**Set problem**: Reproduce the records exactly.

**Stored rows**:
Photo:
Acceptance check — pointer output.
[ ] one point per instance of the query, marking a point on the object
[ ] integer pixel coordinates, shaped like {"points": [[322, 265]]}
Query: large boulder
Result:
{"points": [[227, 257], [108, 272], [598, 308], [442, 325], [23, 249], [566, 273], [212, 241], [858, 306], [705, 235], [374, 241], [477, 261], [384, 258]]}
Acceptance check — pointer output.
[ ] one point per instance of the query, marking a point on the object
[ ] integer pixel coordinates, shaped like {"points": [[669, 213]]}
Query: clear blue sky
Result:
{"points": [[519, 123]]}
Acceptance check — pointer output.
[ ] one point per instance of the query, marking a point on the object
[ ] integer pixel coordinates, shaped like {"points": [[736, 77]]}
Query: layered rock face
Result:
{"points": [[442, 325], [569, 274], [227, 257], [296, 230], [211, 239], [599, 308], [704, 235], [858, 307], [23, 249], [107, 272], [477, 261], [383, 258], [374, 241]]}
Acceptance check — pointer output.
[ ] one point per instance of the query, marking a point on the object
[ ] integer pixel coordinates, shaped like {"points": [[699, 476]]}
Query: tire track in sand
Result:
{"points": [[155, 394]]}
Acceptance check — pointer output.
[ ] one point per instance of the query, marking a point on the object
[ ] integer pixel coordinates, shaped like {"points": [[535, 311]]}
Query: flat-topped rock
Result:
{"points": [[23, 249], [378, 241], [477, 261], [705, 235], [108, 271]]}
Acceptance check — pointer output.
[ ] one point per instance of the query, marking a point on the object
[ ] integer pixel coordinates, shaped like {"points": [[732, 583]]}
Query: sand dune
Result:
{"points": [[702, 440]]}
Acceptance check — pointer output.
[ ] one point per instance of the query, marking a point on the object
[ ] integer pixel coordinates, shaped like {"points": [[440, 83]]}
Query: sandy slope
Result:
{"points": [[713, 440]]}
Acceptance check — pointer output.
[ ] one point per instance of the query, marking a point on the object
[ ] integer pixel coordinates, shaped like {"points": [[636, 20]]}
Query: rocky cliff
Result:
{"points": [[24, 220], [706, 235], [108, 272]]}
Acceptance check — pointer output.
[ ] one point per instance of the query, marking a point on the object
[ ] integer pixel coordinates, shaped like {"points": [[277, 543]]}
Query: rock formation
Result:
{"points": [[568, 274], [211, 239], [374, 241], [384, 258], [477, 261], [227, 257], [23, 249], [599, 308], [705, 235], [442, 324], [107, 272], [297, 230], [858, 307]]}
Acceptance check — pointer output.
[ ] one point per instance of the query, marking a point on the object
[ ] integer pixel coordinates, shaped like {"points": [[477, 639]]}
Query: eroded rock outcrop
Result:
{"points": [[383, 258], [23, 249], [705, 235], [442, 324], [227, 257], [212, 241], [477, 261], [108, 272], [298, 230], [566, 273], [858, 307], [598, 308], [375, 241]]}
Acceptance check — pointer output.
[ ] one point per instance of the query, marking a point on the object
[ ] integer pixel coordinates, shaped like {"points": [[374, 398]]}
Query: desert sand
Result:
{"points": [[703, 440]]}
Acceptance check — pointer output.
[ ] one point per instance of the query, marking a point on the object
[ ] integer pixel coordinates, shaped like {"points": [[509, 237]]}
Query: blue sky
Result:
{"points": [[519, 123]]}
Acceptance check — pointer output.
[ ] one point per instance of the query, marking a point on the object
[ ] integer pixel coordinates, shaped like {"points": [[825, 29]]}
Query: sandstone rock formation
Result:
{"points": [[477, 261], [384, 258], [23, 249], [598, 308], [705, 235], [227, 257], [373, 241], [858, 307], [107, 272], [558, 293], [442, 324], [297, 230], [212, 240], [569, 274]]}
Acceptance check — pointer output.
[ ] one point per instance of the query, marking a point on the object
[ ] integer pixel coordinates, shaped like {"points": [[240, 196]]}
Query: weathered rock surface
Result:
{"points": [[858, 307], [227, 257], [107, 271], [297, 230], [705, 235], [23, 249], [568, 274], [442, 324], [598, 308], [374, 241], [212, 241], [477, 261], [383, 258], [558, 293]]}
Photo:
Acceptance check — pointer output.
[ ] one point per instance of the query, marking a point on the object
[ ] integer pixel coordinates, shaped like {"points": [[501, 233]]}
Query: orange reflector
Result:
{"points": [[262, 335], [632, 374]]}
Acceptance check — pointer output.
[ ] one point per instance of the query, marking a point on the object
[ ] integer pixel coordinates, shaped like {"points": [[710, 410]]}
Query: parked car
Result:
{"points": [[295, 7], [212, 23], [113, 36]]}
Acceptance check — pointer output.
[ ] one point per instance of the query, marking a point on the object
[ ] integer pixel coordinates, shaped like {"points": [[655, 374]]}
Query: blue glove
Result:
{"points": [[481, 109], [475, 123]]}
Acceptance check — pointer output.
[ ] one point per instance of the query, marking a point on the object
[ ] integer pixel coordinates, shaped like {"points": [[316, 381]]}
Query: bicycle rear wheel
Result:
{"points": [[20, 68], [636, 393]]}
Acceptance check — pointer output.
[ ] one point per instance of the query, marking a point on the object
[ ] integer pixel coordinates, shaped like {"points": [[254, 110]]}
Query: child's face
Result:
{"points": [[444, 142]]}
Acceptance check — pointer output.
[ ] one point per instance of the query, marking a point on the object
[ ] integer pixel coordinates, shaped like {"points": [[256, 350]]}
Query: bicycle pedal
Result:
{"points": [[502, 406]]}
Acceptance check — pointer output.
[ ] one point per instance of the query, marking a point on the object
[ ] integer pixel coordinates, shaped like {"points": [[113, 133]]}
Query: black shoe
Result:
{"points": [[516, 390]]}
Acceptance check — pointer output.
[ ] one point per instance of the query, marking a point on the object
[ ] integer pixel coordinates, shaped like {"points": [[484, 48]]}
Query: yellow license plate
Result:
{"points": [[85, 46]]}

**Solved exercise**:
Photo:
Acceptance check — pointer output.
[ ] one point per instance of the query, marking a point on the object
[ ] integer pixel coordinates, shaped like {"points": [[322, 265]]}
Query: large boulder
Result:
{"points": [[227, 257], [108, 272], [598, 308], [442, 325], [23, 249], [566, 273], [212, 241], [858, 306], [705, 235], [374, 241], [477, 261], [384, 258]]}
Acceptance check — pointer output.
[ ] one point per instance of the query, marking a point on the object
[ ] integer pixel coordinates, shaped like {"points": [[669, 213]]}
Query: clear blue sky
Result:
{"points": [[519, 123]]}
Acceptance check — pointer output.
[ ] one point per instance of the query, marking a point on the object
[ ] integer pixel coordinates, shaped like {"points": [[736, 77]]}
Query: layered rock face
Result:
{"points": [[442, 325], [569, 274], [227, 257], [296, 230], [211, 239], [599, 308], [704, 235], [858, 307], [23, 249], [107, 272], [477, 261], [383, 258], [374, 241]]}
Acceptance check — pointer output.
[ ] one point per instance of the query, marking a point on the object
[ ] integer pixel coordinates, shaped like {"points": [[699, 476]]}
Query: tire track in sand
Result:
{"points": [[155, 394]]}
Acceptance check — pointer output.
[ ] one point per instance of the query, marking a point on the object
[ ] integer pixel coordinates, shaped like {"points": [[535, 311]]}
Query: flat-topped rock
Result:
{"points": [[23, 249], [378, 241], [477, 261], [705, 235], [108, 271]]}
Acceptance check — pointer output.
[ ] one point per instance of the query, marking a point on the object
[ ] integer pixel coordinates, shaped like {"points": [[732, 583]]}
Query: sand dune
Result:
{"points": [[702, 440]]}
Acceptance check — pointer output.
[ ] one point per instance of the query, marking a point on the object
[ ] integer pixel coordinates, shaped like {"points": [[440, 83]]}
Query: sandy slope
Result:
{"points": [[713, 440]]}
Acceptance check — pointer output.
[ ] one point per instance of the query, marking a point on the object
[ ] integer pixel coordinates, shaped like {"points": [[636, 20]]}
Query: rocky cliff
Result:
{"points": [[24, 220], [706, 235], [108, 272]]}
Acceptance check — pointer output.
[ ] one point per instance of the query, marking a point on the object
[ ] integer pixel coordinates, shaped like {"points": [[277, 543]]}
Query: rock formation
Result:
{"points": [[568, 274], [211, 239], [374, 241], [384, 258], [477, 261], [227, 257], [23, 249], [599, 308], [705, 235], [442, 324], [107, 272], [297, 230], [858, 307]]}
Acceptance check — pointer output.
[ ] one point per instance of the query, marking a point on the object
[ ] integer pixel coordinates, shaped like {"points": [[477, 639]]}
Query: eroded rock outcrop
Result:
{"points": [[383, 258], [23, 249], [705, 235], [442, 324], [227, 257], [212, 241], [477, 261], [108, 272], [298, 230], [566, 273], [858, 307], [598, 308], [375, 241]]}
Acceptance check — pointer output.
[ ] one point per instance of the query, marking a point on the object
[ ] integer pixel coordinates, shaped like {"points": [[374, 398]]}
Query: desert sand
Result:
{"points": [[703, 440]]}
Acceptance check — pointer output.
[ ] one point per instance of the query, marking a point on the object
[ ] integer pixel coordinates, shaped like {"points": [[509, 237]]}
Query: blue sky
Result:
{"points": [[519, 123]]}
Acceptance check — pointer output.
[ ] one point per instance of the query, marking a point on the object
[ ] integer pixel coordinates, shaped like {"points": [[825, 29]]}
Query: sandstone rock formation
Result:
{"points": [[477, 261], [384, 258], [23, 249], [598, 308], [705, 235], [227, 257], [373, 241], [858, 307], [107, 272], [558, 293], [442, 324], [297, 230], [212, 240], [569, 274]]}
Acceptance check — pointer output.
[ ] one point per instance of the query, marking a point on the object
[ ] integer pixel coordinates, shaped like {"points": [[240, 196]]}
Query: weathered rock surface
Result:
{"points": [[858, 307], [227, 257], [107, 271], [297, 230], [705, 235], [23, 249], [568, 274], [442, 324], [598, 308], [374, 241], [212, 241], [477, 261], [383, 258], [558, 293]]}
Photo:
Acceptance check — pointer output.
[ ] one point per instance of the query, marking a point on the object
[ ] integer pixel coordinates, shaped like {"points": [[501, 233]]}
Query: orange reflector
Result:
{"points": [[262, 335], [632, 374]]}
Acceptance check — pointer output.
[ ] one point per instance of the query, marking a point on the object
[ ] integer pixel coordinates, shaped like {"points": [[710, 410]]}
Query: parked car
Result:
{"points": [[295, 7], [212, 23], [113, 36]]}
Acceptance check — pointer output.
[ ] one point per instance of the query, marking a point on the object
[ ] integer pixel coordinates, shaped like {"points": [[655, 374]]}
Query: blue glove
Result:
{"points": [[481, 109], [475, 123]]}
Acceptance check — pointer output.
[ ] one point per instance of the query, marking a point on the object
[ ] integer pixel coordinates, shaped like {"points": [[316, 381]]}
Query: bicycle rear wheel
Result:
{"points": [[20, 68], [636, 393]]}
Acceptance check — pointer output.
[ ] one point per instance of the query, marking a point on the object
[ ] integer pixel coordinates, shaped like {"points": [[254, 110]]}
Query: child's face
Result:
{"points": [[444, 142]]}
Acceptance check — pointer output.
[ ] one point per instance of the query, marking a point on the object
[ ] integer pixel coordinates, shaped like {"points": [[256, 350]]}
Query: bicycle pedal
Result:
{"points": [[502, 406]]}
Acceptance check — pointer output.
[ ] one point per instance of the query, marking a point on the object
[ ] integer pixel coordinates, shaped like {"points": [[113, 133]]}
Query: black shoe
Result:
{"points": [[516, 390]]}
Acceptance check — pointer output.
[ ] one point per instance of the query, marking a point on the object
[ ] integer pixel coordinates, shaped like {"points": [[484, 48]]}
Query: yellow license plate
Result:
{"points": [[85, 46]]}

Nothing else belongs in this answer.